WRITTEN TASK 1:
From the text about looking after a Chorkie, list the qualities of cats that the writer says they take their cue from.

There is a new, hairy face in the Hovel.

There is a new, hairy face in the Hovel. I seem to have become a temporary co-owner of an enthusiastic Chorkie. A Chorkie, in case you’re not quite up to speed with your canine crossbreeds, is a mixture of a chihuahua and a Yorkshire Terrier, and while my friend K— busies herself elsewhere I am looking after this hound.

This falls squarely into the category of Things I Never Thought I’d Do. I’m a cat person, taking my cue from their idleness, cruelty and beauty. Dogs, with their loyalty, their enthusiasm and their barking, are all a little too much for me, even after the first drink of the day. But the dog is here, and I am in loco parentis, and it is up to me to make sure that she is looked after and entertained, and that there is no repetition of the unfortunate accident that occurred outside my housemate’s room, and which needed several tissues and a little poo baggie to make good.

As it is, the dog thinks I am the bee’s knees. To give you an idea of how beeskneesian it finds me, it is licking my feet as I write. “All right,” I feel like saying to her, “you don’t have to go that far.”

But it’s quite nice to be worshipped like this, I have decided. She has also fallen in love with the Hovel, and literally writhes with delight at the stinky cushions on the sofa. Named after Trude Fleischmann, the lesbian erotic photographer of the Twenties, Thirties and Forties, she has decided, with admirable open-mindedness, that I am the Leader of the Pack. When I take the lead, K— gets a little vexed.

RECORDS FOR THIS EXERCISE:
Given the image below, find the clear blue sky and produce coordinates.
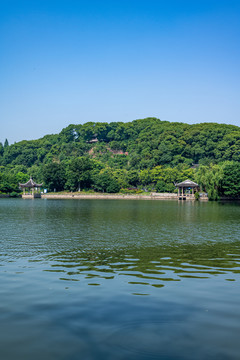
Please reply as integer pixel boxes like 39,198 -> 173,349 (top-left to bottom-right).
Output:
0,0 -> 240,143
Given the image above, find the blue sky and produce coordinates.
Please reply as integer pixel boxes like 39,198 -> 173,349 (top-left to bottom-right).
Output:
0,0 -> 240,143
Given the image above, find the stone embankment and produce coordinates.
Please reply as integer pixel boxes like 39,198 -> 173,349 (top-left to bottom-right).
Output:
42,193 -> 194,200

WRITTEN TASK 2:
Rewrite all of the records below the text with "produce coordinates" replaced by "give a bounding box" and everything else unchanged. Leave out the pictures.

WRITTEN ANSWER 1:
idleness, cruelty, beauty

WRITTEN ANSWER 2:
Given the image below, find the clear blue sky and give a bounding box.
Please reply as integer pixel boxes like 39,198 -> 173,349 (top-left to bottom-right).
Output:
0,0 -> 240,143
Given the image above, find the blue sky and give a bounding box.
Please reply as integer pixel boxes like 39,198 -> 173,349 (top-left to bottom-right).
Output:
0,0 -> 240,143
Given the image above, find the stone embankment and give a bounding box.
Please reply as integer pixel boxes like 39,198 -> 173,349 (top-left to bottom-right).
Output:
42,193 -> 194,200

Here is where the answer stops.